# TASK TO CARRY OUT
Could you write out again only the part of the data that opens with the line containing "Where can the river bank" and closes with the line containing "x=463, y=129", both included? Keep every line, but multiply each x and y coordinate by 0.9 and round the result to a whole number, with halves rounding up.

# RECORDS SHOWN
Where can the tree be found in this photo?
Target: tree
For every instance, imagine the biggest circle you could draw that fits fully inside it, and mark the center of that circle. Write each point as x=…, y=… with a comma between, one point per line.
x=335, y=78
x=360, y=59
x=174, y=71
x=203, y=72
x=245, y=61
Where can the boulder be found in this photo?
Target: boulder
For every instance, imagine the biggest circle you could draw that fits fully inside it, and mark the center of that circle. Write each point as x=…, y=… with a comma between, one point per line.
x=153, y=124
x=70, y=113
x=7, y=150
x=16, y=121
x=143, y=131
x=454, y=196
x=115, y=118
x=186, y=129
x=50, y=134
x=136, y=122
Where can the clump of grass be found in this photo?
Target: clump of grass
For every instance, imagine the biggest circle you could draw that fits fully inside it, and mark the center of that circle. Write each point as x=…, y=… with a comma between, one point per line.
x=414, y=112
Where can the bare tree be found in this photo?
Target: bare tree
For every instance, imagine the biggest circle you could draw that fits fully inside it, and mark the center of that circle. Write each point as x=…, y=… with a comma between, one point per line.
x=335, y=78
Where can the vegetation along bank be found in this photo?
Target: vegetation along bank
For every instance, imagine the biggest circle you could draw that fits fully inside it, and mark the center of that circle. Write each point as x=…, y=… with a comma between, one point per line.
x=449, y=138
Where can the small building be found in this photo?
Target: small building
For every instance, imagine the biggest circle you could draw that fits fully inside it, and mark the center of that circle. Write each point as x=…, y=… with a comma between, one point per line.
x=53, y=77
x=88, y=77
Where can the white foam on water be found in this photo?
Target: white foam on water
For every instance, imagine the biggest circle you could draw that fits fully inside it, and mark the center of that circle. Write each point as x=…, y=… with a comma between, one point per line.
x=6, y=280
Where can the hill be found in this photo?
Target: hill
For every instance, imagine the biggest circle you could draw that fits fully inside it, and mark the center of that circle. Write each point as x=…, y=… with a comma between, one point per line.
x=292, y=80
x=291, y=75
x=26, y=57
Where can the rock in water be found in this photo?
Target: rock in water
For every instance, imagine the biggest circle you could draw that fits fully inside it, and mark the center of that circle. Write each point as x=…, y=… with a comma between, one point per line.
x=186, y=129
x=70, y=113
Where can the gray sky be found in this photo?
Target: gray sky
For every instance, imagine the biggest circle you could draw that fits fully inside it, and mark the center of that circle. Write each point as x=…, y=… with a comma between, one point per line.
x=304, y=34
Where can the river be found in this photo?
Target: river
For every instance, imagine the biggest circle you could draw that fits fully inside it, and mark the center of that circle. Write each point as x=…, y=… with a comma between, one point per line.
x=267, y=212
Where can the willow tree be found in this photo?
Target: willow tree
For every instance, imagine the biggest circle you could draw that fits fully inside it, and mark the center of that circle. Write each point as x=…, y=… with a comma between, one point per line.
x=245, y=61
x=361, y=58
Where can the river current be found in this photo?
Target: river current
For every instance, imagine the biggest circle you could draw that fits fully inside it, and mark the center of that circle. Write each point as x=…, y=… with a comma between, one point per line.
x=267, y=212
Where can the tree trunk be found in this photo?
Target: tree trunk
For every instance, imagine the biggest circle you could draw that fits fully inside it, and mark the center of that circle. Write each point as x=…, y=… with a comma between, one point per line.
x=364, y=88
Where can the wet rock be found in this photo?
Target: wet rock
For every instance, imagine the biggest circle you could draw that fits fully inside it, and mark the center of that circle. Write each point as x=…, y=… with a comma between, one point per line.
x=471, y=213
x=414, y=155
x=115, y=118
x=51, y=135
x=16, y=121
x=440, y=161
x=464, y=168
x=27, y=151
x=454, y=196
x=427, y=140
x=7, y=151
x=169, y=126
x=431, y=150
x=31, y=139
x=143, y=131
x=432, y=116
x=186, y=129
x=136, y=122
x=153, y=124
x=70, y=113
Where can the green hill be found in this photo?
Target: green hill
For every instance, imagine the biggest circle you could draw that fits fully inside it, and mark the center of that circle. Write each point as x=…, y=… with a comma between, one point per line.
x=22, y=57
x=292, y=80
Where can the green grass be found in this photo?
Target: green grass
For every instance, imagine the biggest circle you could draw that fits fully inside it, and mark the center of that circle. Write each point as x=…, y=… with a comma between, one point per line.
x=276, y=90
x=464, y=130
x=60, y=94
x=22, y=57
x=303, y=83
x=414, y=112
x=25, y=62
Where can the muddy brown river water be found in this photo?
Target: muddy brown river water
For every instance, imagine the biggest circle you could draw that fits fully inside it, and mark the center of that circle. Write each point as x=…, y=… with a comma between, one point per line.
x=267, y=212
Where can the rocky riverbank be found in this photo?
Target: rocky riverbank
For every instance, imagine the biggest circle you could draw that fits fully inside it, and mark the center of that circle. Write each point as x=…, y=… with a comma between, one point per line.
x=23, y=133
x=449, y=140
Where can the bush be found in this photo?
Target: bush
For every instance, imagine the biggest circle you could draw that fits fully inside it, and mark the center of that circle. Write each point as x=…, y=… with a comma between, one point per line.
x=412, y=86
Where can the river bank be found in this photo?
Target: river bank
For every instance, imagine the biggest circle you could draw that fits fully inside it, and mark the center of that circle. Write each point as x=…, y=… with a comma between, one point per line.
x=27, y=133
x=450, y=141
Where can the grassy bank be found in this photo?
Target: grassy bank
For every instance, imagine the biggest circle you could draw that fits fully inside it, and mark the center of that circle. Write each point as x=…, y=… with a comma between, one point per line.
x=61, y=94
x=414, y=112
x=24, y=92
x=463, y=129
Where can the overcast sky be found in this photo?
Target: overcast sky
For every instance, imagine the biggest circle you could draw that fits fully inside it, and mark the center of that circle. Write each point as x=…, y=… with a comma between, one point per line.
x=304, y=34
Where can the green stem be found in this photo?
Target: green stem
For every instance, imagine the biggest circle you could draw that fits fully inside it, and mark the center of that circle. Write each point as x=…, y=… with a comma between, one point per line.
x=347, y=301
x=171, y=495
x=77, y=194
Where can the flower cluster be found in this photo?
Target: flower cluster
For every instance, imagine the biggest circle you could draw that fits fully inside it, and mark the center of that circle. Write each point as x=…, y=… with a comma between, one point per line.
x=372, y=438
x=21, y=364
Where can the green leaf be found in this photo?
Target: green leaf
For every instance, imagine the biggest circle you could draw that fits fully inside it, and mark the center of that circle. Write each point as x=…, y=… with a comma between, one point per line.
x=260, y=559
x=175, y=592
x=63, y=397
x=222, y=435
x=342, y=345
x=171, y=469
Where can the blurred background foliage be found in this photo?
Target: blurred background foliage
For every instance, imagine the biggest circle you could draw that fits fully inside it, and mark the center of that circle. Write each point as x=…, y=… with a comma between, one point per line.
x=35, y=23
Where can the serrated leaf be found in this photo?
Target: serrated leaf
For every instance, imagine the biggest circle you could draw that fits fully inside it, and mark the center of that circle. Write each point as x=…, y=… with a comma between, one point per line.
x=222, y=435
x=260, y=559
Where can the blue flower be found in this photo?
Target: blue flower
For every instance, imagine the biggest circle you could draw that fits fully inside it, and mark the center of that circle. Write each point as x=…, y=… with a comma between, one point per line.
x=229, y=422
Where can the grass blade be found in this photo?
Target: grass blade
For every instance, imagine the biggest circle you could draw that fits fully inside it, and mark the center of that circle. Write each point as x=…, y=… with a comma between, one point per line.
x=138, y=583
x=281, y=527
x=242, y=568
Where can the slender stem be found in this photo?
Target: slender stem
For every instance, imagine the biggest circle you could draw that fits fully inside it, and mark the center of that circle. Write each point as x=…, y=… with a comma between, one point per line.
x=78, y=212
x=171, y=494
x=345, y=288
* * *
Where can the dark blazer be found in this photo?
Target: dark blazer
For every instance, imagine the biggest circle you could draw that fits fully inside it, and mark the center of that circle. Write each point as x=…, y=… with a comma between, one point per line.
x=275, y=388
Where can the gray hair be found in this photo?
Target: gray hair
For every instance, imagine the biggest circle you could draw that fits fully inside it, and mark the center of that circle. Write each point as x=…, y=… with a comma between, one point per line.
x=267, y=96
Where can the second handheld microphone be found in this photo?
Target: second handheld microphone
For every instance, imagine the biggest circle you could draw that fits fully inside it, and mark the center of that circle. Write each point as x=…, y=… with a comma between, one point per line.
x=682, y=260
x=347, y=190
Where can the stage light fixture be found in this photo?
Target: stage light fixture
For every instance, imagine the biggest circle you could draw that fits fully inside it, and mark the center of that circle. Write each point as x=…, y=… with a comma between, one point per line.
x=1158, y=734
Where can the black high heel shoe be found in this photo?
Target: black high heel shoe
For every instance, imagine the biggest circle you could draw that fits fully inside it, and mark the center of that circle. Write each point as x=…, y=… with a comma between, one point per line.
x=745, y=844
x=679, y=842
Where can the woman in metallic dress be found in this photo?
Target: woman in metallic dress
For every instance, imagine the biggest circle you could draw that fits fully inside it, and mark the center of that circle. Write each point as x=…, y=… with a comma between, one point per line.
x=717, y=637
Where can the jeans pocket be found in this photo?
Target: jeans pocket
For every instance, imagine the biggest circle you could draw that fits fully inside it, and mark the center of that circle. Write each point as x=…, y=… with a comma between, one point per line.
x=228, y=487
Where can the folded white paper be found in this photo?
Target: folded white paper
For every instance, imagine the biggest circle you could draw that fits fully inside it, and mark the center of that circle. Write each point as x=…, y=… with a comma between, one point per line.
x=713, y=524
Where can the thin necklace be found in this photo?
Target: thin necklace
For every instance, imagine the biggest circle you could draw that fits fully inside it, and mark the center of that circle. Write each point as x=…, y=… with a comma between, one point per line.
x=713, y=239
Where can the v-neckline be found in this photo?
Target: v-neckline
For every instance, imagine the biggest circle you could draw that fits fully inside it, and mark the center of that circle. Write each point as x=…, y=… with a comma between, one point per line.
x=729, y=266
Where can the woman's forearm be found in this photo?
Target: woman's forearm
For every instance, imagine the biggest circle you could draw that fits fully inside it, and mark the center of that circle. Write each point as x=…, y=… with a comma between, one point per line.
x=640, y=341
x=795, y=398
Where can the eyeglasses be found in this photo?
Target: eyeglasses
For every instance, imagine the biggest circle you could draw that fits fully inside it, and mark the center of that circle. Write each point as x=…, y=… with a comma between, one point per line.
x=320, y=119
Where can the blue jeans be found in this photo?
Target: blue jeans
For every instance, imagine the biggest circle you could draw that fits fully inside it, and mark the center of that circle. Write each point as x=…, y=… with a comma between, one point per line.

# SOLUTION FOR THIS PROBLEM
Where can the river bank be found in this photo?
Target: river bank
For every instance, imagine the biggest circle you could draw that fits fully inside it, and mark the center of that circle. Write each point as x=…, y=… with a comma between, one point per line.
x=24, y=120
x=405, y=127
Where can the grassy bank be found in this photo?
Target: grassy bank
For every instance, imagine the biggest circle you could draw that fits fully inside it, and mark the center of that circle. Write each point as x=…, y=… with a comma between, one point per line.
x=55, y=85
x=373, y=101
x=22, y=83
x=417, y=116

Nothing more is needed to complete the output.